Short exercise 1: Duplicate everything in the forum thread about unsold model kits from "Or, donate them" down to "could be done?".
Short exercise 2: Continue the forum thread about unsold model kits from the point where it stops.

Quoted text:

All those kits going to waste.
Why not sell them without boxes, or instructions,
for cost just to get your money back?

Or, donate them to a "Make and Take" event?

Hand them out at Wonderfest as door prizes?

Trade for a sandwich?

Build them all into a giant Borg cube?

What else could be done?


----------



## Todd P. (Apr 12, 2007)

That could be a fun thread. "How to use the kits they made but didn't sell." Maybe even COULDN'T sell, because how many people would want one of those old plane kits?

Weave the sprues into heavy-duty fly swatters.

Give the kits, glue and paint to a thousand monkeys and feature whatever they come up with in the next SyFy movie.


----------



## djnick66 (May 2, 2008)

The way I assumed they would do it (if they were an up and up company) would be get Revell to run some popular molds (Flying Sub, Fokker Triplane, etc.) and sell them in retro boxes. There isnt a lot of production cost there... just printing boxes and instruction sheets. Once they got going, they could revese engineer some kits like Polar Lights, Moebius and even Revell have done. I was surprised to see some of the "new Aurora" reissued had high MSRP's compared to what the originals bring. You can buy most of the Aurora World War I planes in various vintage boxes for $8-$18 on eBay, yet the weird reissue Triplane (mix of late tooling and early box and instructions) was supposed to be $30 or $40! 

Playing Mantis wasn't a small company per se. They made Johnny Lightning die cast, which is what Racing Champs was after. Polar Lights was just sort of a "bonus". I don't think the Aurora were trying to get bought out! To be bought out you need a company in the first place. They owned nothing to sell! Revell owns the surviving Aurora molds. 

For what its worth, many model companies will run kits for customers. Basically you buy a run (20,000 kits or something) and can do with them what you want. A UK hobby shop had a run of Revell P-47N Thunderbolts done recently by Revell Germany. I bought a header card Revell/Monogram 1/48 Vietnam boat that was sold by a US model ship retailer. They also had some Lindberg ships in their own packaging. I belive someone paid for a run of Aurora Gotha bombers once, to be sold in retro boxes.


----------



## CaptFrank (Jan 29, 2005)

Todd P. said:


> That could be a fun thread. "How to use the kits they made but didn't sell." Maybe even COULDN'T sell, because *how many people would want one of those old plane kits?*
> Weave the sprues into heavy-duty fly swatters.

Recorded data:
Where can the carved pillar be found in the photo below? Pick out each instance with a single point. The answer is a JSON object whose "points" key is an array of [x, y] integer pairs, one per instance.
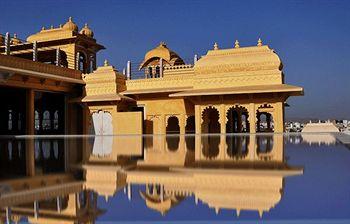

Written response 1:
Or, donate them to a "Make and Take" event?

Hand them out at Wonderfest as door prizes?

Trade for a sandwich?

Build them all into a giant Borg cube?

What else could be done?

Written response 2:
> 
> Give the kits, glue and paint to a thousand monkeys and feature whatever they come up with in the next SyFy movie.


Well,
I would take one, or two, if they gave them to me.


----------



## CaptFrank (Jan 29, 2005)

> To be bought out you need a company in the first place. They owned nothing to sell!


Which is why it's called a "scam".
There was nothing legitimate about those guys.
They tried to claim title to the Aurora name. They
changed their new company's name to "A-Corp" because
they didn't own "Aurora".

The whole thing was just PR to make them _look_ like
a business. 

They thought they were going to get a big paycheck from
some large model company.

In my opinion.


----------



## mcdougall (Oct 28, 2007)

*"How to use the kits they made but didn't sell."*

Hmmm....Good Topic.....
Let's see...They could be placed in an area where the Sun very seldom shines....Like the Planet Pluto...or Uranus...
Hey there's one now....















There must be Thousands of uses for these old Fokkers:thumbsup:
Mcdee


----------



## ChrisW (Jan 1, 1970)

Hmmm..."Old fokkers never die, they just start getting moldy..."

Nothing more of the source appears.